_Aufgabe_
Führe den Text über Erinnerung und wehrhafte Demokratie im Anschluss an seinen letzten Satz weiter.

_Vorliegender Text_
★ ★ ★

Minen sorgen im Kongo weiterhin für Tote und Verstümmelte. Die Minen können
erst geräumt werden, wenn die Waffen in den betreffenden Gebieten schweigen.
Während des zweiten Weltkriegs kamen schätzungsweise 75 Millionen Menschen
ums Leben.
ERINNERN HEIßT LERNEN FÜR DIE ZUKUNFT
Es sind schreckliche Bilder, die wir soeben gesehen haben, die uns aber auch tagtäglich
aus Kriegsgebieten der ganzen Welt erreichen.
Aber was hat das mit uns zu tun? Was können wir schon ausrichten?
Wir erleben in Deutschland aktuell eine Zunahme von extremistischen,
demokratiefeindlichen Aktivitäten. Hass und Hetze einhergehend mit Beleidigungen,
Sexismus, Rassismus und Antisemitismus egal ob analog oder digital sind mittlerweile
Alltag. Das ist besorgniserregend.
Bundespräsident Frank Walter Steimeier sagte „Eine Demokratie muss wehrhaft sein
gegenüber ihren Feinden. Niemals wieder sollen demokratische Freiheitsrechte
missbraucht werden, um Freiheit und Demokratie abzuschaffen“
ERINNERN HEIßT LERNEN FÜR DIE ZUKUNFT
Erinnern heißt auch, die Erfahrungen aus menschenverachtenden Ideologien und
Herrschaftssystemen zu nutzen und gegen Abwertung, Menschenfeindlichkeit und
Ideologien der Ungleichwertigkeit vorzugehen.
Bei uns sind die Werte einer offenen, liberalen und vielfältigen Gesellschaft in unserer
freiheitlich demokratischen Grundordnung verankert. Darauf können wir stolz sein. Es ist
unsere Pflicht dafür einzutreten.
Wir können klar Position beziehen, wenn gehetzt und verallgemeinert wird Wir können extremistischen Strömungen entgegentreten Wir können die Stimme erheben, wenn ausgegrenzt und beleidigt wird Wir können mit unserer demokratischen Stimme dafür sorgen, dass gesichert
rechtsextreme Parteien keine Chance haben
Wir können in unserem ganz persönlichen Umfeld für Friede und Freiheit eintreten.

★ ★ ★

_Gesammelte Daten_

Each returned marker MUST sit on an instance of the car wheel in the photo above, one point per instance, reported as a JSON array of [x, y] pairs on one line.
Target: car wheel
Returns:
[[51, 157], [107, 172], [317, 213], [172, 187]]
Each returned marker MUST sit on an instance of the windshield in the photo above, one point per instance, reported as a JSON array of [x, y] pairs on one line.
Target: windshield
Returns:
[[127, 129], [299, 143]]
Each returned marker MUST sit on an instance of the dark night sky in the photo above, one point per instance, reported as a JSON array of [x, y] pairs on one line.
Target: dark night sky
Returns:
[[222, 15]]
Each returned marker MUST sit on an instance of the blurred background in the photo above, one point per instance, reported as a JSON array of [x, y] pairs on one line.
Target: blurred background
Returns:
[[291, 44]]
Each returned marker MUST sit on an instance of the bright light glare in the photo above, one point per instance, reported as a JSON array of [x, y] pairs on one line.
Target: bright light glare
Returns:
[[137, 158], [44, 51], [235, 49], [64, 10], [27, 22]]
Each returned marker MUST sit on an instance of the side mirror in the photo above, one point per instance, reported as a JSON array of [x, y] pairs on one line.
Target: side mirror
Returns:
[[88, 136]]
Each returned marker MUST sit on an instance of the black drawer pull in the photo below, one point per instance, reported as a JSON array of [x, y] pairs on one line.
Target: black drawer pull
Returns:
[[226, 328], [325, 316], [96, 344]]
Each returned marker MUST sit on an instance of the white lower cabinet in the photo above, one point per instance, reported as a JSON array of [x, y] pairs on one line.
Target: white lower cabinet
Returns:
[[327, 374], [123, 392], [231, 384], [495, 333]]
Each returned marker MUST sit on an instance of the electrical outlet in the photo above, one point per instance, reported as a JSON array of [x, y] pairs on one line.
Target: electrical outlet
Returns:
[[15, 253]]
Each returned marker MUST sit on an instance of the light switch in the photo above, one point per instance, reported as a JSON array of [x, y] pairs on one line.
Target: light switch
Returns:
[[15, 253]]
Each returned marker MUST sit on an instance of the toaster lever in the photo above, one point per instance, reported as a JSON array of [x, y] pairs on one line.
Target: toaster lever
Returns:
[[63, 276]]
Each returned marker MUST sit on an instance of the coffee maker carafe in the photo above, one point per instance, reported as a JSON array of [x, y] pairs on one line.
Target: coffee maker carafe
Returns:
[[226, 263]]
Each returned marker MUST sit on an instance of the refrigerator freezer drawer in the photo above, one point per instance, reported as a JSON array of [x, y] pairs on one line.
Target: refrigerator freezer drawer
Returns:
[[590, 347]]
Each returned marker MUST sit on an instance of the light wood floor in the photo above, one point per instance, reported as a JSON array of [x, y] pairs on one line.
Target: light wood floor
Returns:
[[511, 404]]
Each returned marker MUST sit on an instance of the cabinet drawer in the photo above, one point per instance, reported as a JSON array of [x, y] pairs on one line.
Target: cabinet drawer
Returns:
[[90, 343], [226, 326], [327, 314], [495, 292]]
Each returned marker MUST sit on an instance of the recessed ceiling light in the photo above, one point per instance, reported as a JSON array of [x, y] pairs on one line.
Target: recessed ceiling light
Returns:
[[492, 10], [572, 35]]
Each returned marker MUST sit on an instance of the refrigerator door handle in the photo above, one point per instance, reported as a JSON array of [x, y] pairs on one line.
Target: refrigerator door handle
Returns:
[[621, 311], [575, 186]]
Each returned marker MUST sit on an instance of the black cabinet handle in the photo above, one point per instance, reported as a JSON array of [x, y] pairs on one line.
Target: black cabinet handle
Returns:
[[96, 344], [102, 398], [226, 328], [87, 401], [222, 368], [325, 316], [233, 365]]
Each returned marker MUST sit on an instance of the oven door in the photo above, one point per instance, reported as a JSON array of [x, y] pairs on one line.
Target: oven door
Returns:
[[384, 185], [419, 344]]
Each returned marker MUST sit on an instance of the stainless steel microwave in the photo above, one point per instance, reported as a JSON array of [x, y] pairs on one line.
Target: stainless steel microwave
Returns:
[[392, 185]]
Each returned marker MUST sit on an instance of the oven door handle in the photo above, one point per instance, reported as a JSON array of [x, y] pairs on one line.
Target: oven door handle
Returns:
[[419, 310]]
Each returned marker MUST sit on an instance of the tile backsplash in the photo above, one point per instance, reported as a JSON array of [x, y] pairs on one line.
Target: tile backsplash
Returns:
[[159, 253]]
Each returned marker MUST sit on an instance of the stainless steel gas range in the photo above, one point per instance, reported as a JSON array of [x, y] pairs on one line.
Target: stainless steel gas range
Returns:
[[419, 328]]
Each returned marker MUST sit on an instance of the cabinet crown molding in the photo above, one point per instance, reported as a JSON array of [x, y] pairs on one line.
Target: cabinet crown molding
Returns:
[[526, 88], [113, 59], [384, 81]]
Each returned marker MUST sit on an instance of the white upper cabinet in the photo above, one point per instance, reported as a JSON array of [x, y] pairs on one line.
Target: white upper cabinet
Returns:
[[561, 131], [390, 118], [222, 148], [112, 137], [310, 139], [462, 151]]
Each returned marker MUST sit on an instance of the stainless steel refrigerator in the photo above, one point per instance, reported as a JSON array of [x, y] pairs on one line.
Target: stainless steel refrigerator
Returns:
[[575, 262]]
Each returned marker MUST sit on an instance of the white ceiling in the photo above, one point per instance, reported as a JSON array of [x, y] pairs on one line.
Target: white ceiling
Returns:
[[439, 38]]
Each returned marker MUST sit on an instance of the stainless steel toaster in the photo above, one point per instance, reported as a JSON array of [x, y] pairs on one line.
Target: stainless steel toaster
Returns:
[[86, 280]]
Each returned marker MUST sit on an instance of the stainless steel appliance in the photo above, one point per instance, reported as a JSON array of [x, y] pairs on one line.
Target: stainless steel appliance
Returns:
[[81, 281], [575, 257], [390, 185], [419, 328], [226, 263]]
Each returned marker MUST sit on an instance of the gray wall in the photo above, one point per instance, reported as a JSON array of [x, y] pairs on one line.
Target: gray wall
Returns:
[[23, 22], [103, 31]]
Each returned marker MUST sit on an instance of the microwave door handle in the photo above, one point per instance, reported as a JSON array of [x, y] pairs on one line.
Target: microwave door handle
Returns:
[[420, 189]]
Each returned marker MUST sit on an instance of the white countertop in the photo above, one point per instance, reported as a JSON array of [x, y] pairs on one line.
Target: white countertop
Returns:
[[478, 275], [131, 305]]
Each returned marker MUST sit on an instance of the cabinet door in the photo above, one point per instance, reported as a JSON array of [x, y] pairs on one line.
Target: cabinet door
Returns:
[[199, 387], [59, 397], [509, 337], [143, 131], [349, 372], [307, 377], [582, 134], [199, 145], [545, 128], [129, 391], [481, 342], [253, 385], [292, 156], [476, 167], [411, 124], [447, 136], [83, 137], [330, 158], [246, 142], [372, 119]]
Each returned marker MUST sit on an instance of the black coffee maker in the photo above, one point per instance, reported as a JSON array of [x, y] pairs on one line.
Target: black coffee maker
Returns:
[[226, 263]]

★ ★ ★

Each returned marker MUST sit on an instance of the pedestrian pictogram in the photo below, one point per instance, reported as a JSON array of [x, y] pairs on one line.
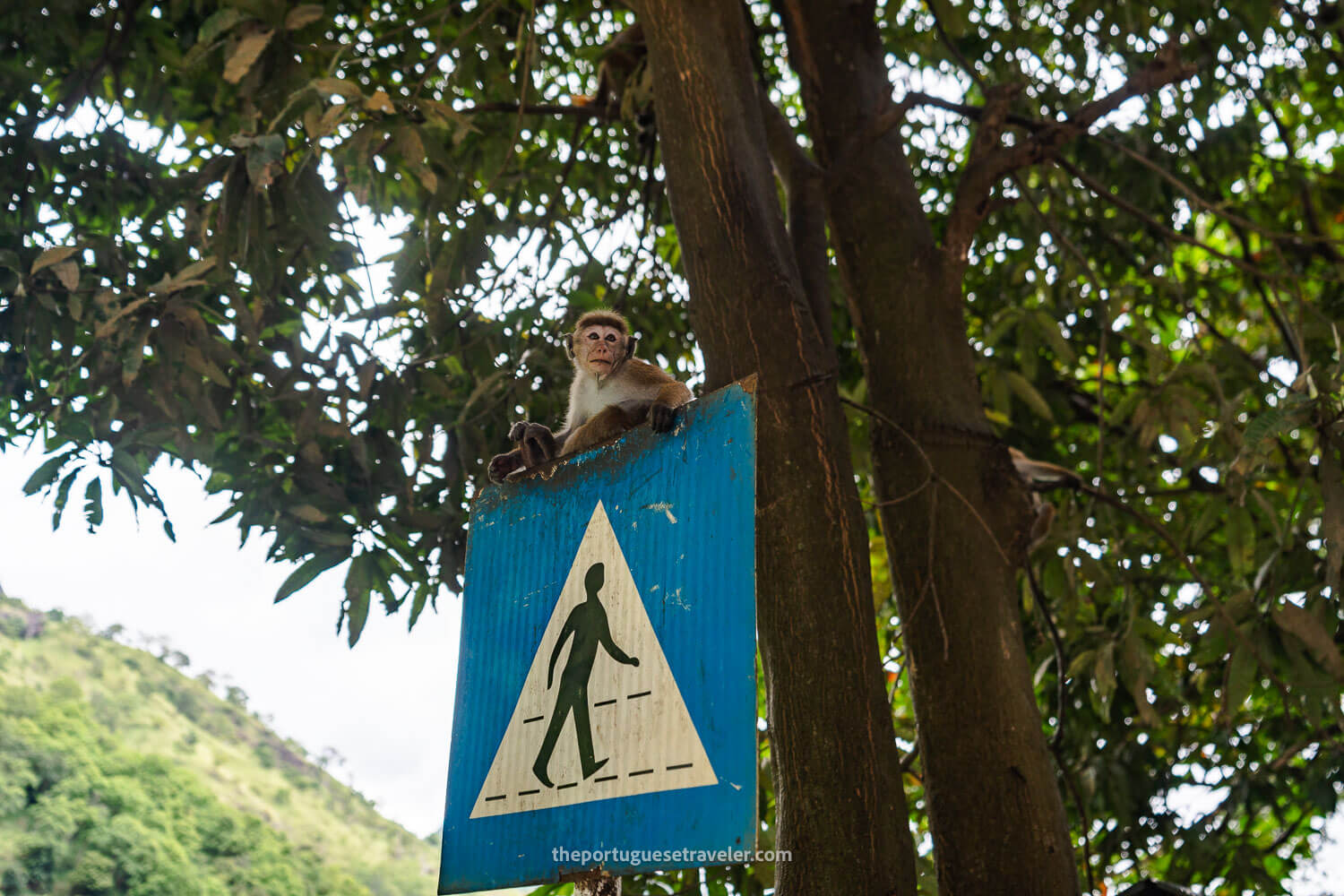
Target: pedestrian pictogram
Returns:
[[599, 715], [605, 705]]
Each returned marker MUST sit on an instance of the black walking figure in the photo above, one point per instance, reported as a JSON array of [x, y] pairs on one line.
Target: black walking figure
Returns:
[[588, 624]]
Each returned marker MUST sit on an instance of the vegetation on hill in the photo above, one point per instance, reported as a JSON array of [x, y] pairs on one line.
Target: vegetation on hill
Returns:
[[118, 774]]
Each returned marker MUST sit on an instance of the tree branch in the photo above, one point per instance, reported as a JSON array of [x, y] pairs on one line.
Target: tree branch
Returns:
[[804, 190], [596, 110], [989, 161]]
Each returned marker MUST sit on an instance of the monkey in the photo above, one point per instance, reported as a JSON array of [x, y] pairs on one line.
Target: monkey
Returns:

★ ★ ★

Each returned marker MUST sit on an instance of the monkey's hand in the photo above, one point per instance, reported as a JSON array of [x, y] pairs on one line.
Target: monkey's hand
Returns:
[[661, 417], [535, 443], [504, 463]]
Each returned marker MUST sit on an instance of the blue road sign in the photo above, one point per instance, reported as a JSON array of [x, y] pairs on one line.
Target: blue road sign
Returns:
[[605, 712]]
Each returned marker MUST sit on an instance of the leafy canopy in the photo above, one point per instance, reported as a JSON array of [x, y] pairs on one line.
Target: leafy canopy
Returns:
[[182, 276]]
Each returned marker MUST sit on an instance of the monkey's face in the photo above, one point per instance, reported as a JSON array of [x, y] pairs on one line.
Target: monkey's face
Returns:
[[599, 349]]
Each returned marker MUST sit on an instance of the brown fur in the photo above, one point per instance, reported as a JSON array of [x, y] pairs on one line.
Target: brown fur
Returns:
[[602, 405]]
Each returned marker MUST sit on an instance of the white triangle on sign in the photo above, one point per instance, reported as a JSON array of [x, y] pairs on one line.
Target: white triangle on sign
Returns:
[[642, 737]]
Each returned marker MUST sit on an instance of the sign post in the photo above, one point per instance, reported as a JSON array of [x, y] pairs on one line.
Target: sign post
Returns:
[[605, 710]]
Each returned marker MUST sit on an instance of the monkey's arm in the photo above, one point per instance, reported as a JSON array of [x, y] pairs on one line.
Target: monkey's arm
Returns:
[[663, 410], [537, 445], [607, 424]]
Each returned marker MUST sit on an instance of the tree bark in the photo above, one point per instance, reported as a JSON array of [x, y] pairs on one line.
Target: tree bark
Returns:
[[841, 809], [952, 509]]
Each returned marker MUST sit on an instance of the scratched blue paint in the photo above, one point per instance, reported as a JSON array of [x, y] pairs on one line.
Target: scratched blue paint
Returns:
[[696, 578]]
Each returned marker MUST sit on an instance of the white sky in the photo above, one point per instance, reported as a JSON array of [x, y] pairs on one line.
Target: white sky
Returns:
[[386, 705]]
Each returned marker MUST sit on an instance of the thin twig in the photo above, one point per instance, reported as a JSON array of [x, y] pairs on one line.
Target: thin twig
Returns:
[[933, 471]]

★ ★ ★

_Antwort_
Das können wir ausrichten.
Diese Botschaft tragen auch die Sternsinger jedes Jahr im Januar in die Häuser, wenn es
heißt:
„Wir wollen keine Welt in Scherben, wir wollen für den Frieden werben.
Friede beginnt bei dir und mir, beginnt an jeder Wohnungstür“
Heinz Rudolf Kunze, ein deutscher Sänger und Schriftsteller singt in seinem Lied „Die Zeit
ist reif“ folgende Zeilen:
„Die Zeit ist reif für ein riesiges Erwachen. Und ein Silberstreif soll den
Menschen Hoffnung machen.
Lasst euch nie mehr mit Gespenstern ein. Es darf nie mehr so wie früher
sein.
Stellt Euch nie mehr stumm, taub, blind und klein. Nur so weiter geht es nicht. Das ist Menschenrecht und -pflicht. Eure Kinder schauen euch fragend an. Zwingt Euch, dass zusammen passt,
was ihr Ihnen hinterlasst. Eine Welt in der man leben kann – es darf nie
mehr so wie früher sein.“
Wir gedenken und erinnern heute den Opfern von Gewalt und Krieg.
Erinnern heißt lernen für die Zukunft.